DIRECTIONS → Rewrite every line from the one containing "point: the building" through the last line below, inclusive, keeping all other text as is. Scale each x and y coordinate in the answers by 1.3, rounding to whole numbers with halves going up.

** start DATA PROVIDED **

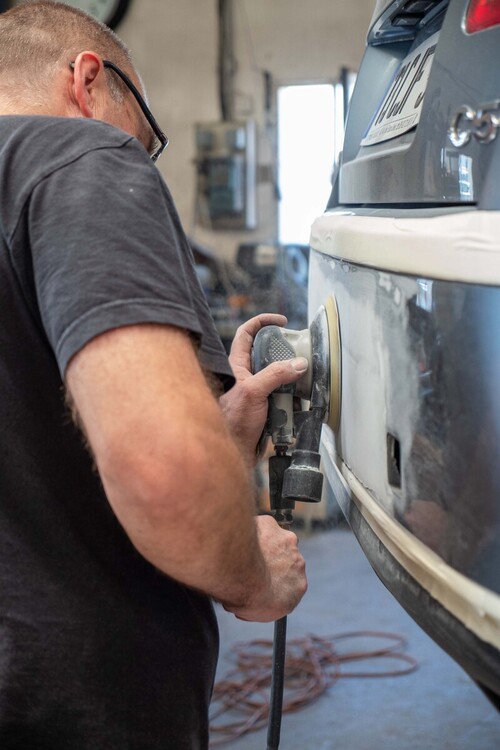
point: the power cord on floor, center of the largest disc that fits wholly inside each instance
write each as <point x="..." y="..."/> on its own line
<point x="240" y="702"/>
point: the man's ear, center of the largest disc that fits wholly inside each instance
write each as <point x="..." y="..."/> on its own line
<point x="88" y="77"/>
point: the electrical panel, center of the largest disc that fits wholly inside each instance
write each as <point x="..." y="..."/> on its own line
<point x="226" y="174"/>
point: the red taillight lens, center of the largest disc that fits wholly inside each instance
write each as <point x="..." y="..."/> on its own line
<point x="481" y="14"/>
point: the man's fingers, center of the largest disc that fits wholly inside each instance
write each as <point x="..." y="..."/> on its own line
<point x="244" y="336"/>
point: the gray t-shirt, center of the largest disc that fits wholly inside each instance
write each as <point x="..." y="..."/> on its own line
<point x="97" y="648"/>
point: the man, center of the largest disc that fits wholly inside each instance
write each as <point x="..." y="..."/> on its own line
<point x="114" y="536"/>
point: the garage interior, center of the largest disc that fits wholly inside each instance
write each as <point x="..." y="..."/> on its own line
<point x="213" y="72"/>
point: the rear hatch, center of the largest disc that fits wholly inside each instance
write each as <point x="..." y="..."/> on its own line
<point x="420" y="69"/>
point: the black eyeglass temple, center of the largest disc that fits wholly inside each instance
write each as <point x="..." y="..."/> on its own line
<point x="142" y="104"/>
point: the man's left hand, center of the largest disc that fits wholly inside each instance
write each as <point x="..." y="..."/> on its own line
<point x="245" y="405"/>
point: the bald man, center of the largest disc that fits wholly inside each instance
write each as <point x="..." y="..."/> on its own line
<point x="118" y="526"/>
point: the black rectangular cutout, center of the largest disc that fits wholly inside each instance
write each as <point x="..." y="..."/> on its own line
<point x="393" y="460"/>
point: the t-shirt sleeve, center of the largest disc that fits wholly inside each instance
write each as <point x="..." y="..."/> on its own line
<point x="107" y="251"/>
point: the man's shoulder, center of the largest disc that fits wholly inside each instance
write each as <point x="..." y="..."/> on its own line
<point x="44" y="138"/>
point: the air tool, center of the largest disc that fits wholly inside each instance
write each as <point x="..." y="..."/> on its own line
<point x="294" y="469"/>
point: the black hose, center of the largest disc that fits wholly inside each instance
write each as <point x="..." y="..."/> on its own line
<point x="277" y="685"/>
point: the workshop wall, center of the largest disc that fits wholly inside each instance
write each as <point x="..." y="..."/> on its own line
<point x="175" y="46"/>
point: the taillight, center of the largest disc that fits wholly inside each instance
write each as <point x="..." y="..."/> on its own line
<point x="481" y="14"/>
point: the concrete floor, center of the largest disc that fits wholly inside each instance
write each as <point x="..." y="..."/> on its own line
<point x="437" y="707"/>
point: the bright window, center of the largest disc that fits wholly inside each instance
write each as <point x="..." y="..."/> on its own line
<point x="310" y="131"/>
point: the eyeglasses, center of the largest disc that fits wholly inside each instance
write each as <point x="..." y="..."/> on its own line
<point x="160" y="135"/>
<point x="145" y="110"/>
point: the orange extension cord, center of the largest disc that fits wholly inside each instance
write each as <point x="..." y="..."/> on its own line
<point x="313" y="664"/>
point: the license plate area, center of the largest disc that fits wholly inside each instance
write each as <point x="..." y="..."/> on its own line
<point x="402" y="105"/>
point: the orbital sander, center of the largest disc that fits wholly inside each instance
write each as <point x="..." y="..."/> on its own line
<point x="296" y="414"/>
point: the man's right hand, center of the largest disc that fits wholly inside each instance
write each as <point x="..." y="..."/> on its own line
<point x="285" y="583"/>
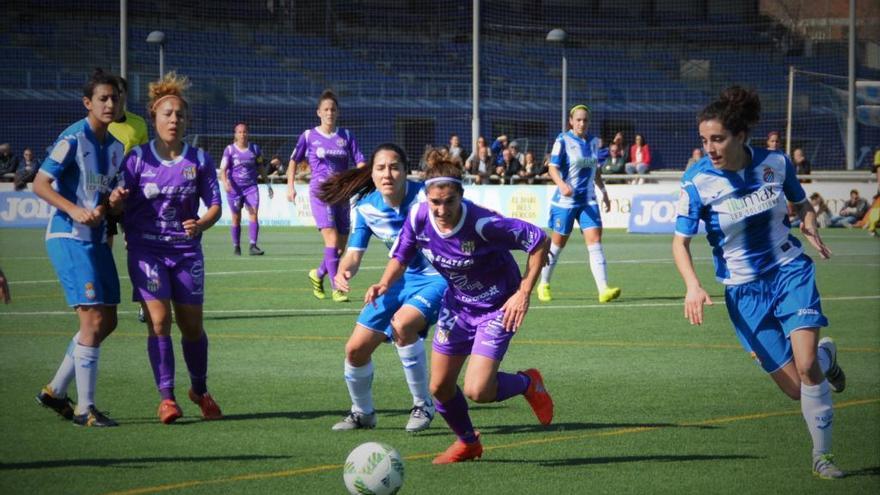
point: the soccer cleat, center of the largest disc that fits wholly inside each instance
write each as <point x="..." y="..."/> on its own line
<point x="317" y="285"/>
<point x="609" y="294"/>
<point x="169" y="411"/>
<point x="835" y="375"/>
<point x="61" y="405"/>
<point x="210" y="409"/>
<point x="460" y="452"/>
<point x="544" y="294"/>
<point x="538" y="397"/>
<point x="824" y="468"/>
<point x="356" y="421"/>
<point x="420" y="418"/>
<point x="93" y="418"/>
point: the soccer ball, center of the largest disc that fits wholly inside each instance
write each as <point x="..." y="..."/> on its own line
<point x="373" y="468"/>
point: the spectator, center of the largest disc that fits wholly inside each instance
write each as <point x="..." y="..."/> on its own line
<point x="852" y="211"/>
<point x="615" y="163"/>
<point x="773" y="141"/>
<point x="640" y="157"/>
<point x="696" y="155"/>
<point x="823" y="214"/>
<point x="27" y="169"/>
<point x="8" y="163"/>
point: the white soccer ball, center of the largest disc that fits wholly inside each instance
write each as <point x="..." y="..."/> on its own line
<point x="373" y="468"/>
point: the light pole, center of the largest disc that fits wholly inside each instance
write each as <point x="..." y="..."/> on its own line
<point x="158" y="38"/>
<point x="559" y="36"/>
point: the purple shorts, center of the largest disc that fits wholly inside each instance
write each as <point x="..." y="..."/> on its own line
<point x="336" y="216"/>
<point x="460" y="334"/>
<point x="240" y="196"/>
<point x="179" y="277"/>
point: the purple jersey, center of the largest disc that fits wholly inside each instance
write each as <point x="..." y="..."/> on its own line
<point x="327" y="154"/>
<point x="241" y="165"/>
<point x="474" y="257"/>
<point x="162" y="194"/>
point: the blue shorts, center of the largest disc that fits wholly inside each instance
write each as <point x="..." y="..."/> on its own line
<point x="766" y="310"/>
<point x="86" y="271"/>
<point x="425" y="293"/>
<point x="562" y="219"/>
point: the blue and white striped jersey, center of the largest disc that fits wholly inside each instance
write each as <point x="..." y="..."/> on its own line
<point x="85" y="171"/>
<point x="577" y="160"/>
<point x="745" y="214"/>
<point x="373" y="216"/>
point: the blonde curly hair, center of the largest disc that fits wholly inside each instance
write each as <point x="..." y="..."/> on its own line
<point x="171" y="85"/>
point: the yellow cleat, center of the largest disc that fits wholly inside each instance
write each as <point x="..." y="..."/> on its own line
<point x="544" y="294"/>
<point x="609" y="294"/>
<point x="317" y="285"/>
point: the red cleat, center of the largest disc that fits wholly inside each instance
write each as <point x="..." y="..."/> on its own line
<point x="210" y="409"/>
<point x="169" y="411"/>
<point x="460" y="452"/>
<point x="538" y="397"/>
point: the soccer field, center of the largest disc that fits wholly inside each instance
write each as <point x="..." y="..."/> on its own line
<point x="645" y="403"/>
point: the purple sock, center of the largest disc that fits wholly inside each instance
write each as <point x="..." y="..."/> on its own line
<point x="455" y="413"/>
<point x="253" y="232"/>
<point x="195" y="353"/>
<point x="510" y="385"/>
<point x="331" y="262"/>
<point x="236" y="234"/>
<point x="161" y="353"/>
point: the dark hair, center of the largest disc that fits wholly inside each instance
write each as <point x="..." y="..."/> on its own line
<point x="357" y="181"/>
<point x="99" y="78"/>
<point x="737" y="108"/>
<point x="328" y="94"/>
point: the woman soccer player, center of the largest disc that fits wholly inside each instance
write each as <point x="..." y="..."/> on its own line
<point x="740" y="194"/>
<point x="83" y="164"/>
<point x="241" y="163"/>
<point x="329" y="150"/>
<point x="485" y="304"/>
<point x="404" y="313"/>
<point x="165" y="179"/>
<point x="574" y="168"/>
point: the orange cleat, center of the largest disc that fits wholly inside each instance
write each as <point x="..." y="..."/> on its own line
<point x="538" y="397"/>
<point x="169" y="411"/>
<point x="210" y="409"/>
<point x="460" y="452"/>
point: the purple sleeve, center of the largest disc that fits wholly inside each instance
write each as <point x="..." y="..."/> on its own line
<point x="209" y="189"/>
<point x="299" y="152"/>
<point x="511" y="233"/>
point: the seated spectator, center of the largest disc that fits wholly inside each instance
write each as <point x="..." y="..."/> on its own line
<point x="640" y="158"/>
<point x="27" y="169"/>
<point x="852" y="211"/>
<point x="8" y="163"/>
<point x="773" y="143"/>
<point x="696" y="155"/>
<point x="823" y="214"/>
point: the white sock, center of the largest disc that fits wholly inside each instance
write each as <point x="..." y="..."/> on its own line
<point x="415" y="367"/>
<point x="66" y="371"/>
<point x="819" y="415"/>
<point x="597" y="265"/>
<point x="360" y="387"/>
<point x="547" y="271"/>
<point x="86" y="360"/>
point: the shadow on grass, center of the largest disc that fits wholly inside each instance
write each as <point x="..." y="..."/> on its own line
<point x="132" y="462"/>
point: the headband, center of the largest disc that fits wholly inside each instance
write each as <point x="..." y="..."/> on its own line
<point x="435" y="180"/>
<point x="579" y="107"/>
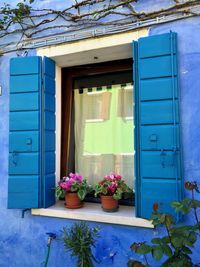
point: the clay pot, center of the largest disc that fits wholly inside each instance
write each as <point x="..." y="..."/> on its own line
<point x="109" y="204"/>
<point x="72" y="201"/>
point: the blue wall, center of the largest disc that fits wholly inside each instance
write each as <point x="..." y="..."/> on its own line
<point x="23" y="240"/>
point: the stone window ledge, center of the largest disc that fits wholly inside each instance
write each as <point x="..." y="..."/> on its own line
<point x="93" y="212"/>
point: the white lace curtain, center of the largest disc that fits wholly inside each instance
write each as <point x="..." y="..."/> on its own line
<point x="104" y="132"/>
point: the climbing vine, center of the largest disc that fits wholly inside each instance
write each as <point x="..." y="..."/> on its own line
<point x="28" y="20"/>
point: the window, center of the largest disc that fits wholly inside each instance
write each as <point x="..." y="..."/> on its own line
<point x="157" y="142"/>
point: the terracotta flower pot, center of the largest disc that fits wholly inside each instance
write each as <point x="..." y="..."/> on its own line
<point x="72" y="201"/>
<point x="109" y="204"/>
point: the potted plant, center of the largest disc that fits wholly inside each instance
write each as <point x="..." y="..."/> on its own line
<point x="74" y="189"/>
<point x="110" y="190"/>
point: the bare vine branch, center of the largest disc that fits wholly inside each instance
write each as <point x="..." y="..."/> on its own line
<point x="29" y="21"/>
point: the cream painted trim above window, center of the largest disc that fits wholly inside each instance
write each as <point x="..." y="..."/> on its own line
<point x="93" y="50"/>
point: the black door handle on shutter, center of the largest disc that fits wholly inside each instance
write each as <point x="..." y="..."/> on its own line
<point x="15" y="158"/>
<point x="163" y="158"/>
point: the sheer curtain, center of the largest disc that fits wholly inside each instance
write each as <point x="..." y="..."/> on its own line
<point x="104" y="132"/>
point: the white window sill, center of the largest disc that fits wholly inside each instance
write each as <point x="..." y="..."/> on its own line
<point x="93" y="212"/>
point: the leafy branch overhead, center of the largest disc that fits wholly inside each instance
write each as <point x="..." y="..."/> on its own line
<point x="28" y="20"/>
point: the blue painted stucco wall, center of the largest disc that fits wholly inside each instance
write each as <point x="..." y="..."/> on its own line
<point x="23" y="240"/>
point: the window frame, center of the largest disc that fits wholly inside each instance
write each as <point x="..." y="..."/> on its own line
<point x="68" y="75"/>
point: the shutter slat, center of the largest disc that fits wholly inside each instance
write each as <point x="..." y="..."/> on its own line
<point x="158" y="147"/>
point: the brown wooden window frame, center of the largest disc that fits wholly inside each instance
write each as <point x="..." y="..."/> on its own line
<point x="68" y="76"/>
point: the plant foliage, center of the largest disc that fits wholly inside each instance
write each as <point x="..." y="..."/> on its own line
<point x="179" y="240"/>
<point x="79" y="240"/>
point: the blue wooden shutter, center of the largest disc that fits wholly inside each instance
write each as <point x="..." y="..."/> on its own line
<point x="49" y="132"/>
<point x="157" y="124"/>
<point x="27" y="139"/>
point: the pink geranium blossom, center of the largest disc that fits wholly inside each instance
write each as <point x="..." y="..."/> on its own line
<point x="67" y="182"/>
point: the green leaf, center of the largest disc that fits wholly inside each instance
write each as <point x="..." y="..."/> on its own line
<point x="187" y="250"/>
<point x="144" y="249"/>
<point x="167" y="250"/>
<point x="156" y="241"/>
<point x="157" y="253"/>
<point x="192" y="237"/>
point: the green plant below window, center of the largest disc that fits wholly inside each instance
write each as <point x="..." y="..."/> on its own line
<point x="79" y="240"/>
<point x="176" y="245"/>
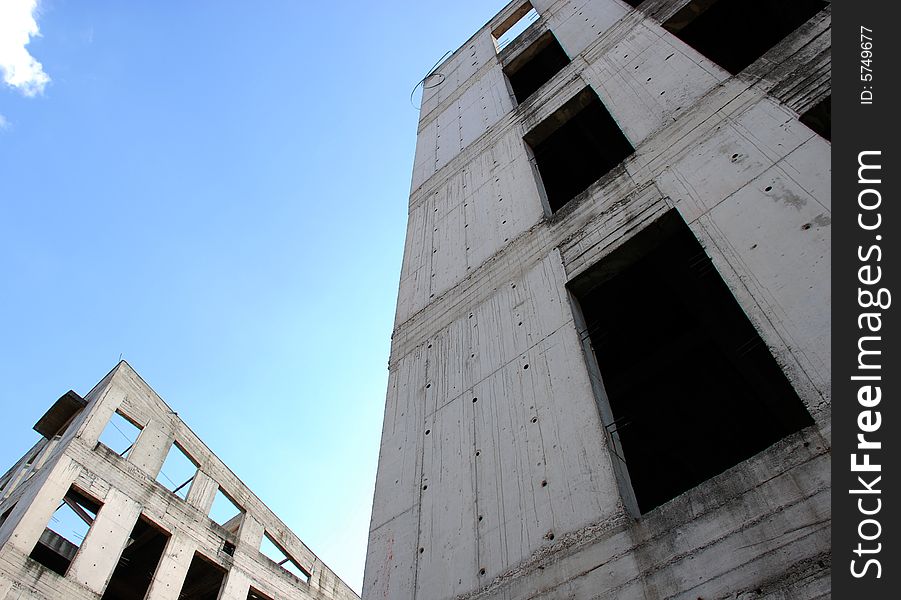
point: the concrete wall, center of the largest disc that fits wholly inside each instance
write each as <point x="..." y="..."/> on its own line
<point x="127" y="490"/>
<point x="495" y="479"/>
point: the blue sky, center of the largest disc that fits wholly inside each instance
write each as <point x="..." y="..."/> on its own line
<point x="217" y="192"/>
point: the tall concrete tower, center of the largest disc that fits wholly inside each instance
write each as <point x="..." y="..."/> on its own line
<point x="610" y="366"/>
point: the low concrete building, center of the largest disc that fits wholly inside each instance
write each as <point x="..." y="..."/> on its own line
<point x="610" y="365"/>
<point x="120" y="500"/>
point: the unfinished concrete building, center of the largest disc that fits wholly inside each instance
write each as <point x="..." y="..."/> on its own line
<point x="119" y="500"/>
<point x="610" y="366"/>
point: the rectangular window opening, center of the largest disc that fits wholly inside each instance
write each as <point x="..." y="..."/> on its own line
<point x="203" y="581"/>
<point x="735" y="33"/>
<point x="120" y="434"/>
<point x="66" y="531"/>
<point x="575" y="146"/>
<point x="514" y="26"/>
<point x="690" y="387"/>
<point x="226" y="512"/>
<point x="137" y="563"/>
<point x="819" y="118"/>
<point x="6" y="514"/>
<point x="274" y="552"/>
<point x="178" y="471"/>
<point x="255" y="594"/>
<point x="535" y="66"/>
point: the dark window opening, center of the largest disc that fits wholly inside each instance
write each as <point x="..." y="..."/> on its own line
<point x="178" y="471"/>
<point x="257" y="595"/>
<point x="66" y="531"/>
<point x="819" y="118"/>
<point x="226" y="512"/>
<point x="692" y="388"/>
<point x="514" y="25"/>
<point x="735" y="33"/>
<point x="6" y="514"/>
<point x="138" y="563"/>
<point x="274" y="552"/>
<point x="120" y="434"/>
<point x="535" y="66"/>
<point x="575" y="146"/>
<point x="203" y="581"/>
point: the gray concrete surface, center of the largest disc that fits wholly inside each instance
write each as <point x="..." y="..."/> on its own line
<point x="475" y="500"/>
<point x="74" y="458"/>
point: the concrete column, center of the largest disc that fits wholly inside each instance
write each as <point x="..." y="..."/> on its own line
<point x="251" y="532"/>
<point x="236" y="585"/>
<point x="25" y="524"/>
<point x="99" y="553"/>
<point x="203" y="492"/>
<point x="5" y="586"/>
<point x="170" y="573"/>
<point x="151" y="448"/>
<point x="100" y="414"/>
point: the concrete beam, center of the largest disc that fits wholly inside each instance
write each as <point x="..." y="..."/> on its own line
<point x="99" y="553"/>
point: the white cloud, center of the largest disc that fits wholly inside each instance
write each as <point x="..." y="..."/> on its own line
<point x="17" y="27"/>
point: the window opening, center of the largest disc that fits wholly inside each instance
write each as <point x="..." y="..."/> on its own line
<point x="203" y="581"/>
<point x="819" y="118"/>
<point x="575" y="146"/>
<point x="66" y="531"/>
<point x="6" y="514"/>
<point x="692" y="388"/>
<point x="137" y="563"/>
<point x="178" y="471"/>
<point x="535" y="66"/>
<point x="735" y="33"/>
<point x="271" y="550"/>
<point x="514" y="26"/>
<point x="226" y="512"/>
<point x="120" y="434"/>
<point x="254" y="594"/>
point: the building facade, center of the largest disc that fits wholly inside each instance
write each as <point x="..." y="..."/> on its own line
<point x="120" y="500"/>
<point x="610" y="365"/>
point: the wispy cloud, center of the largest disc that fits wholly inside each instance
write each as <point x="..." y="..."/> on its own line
<point x="17" y="27"/>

** end DATA PROVIDED **

FINISHED TASK →
point: the building facade, center of the largest disc that fits wholly inside each instance
write each as <point x="..." y="..."/> on its own line
<point x="156" y="650"/>
<point x="793" y="475"/>
point: the wispy cloud, center of the largest disc that fits wholly inside each instance
write each as <point x="..." y="..."/> on its own line
<point x="22" y="35"/>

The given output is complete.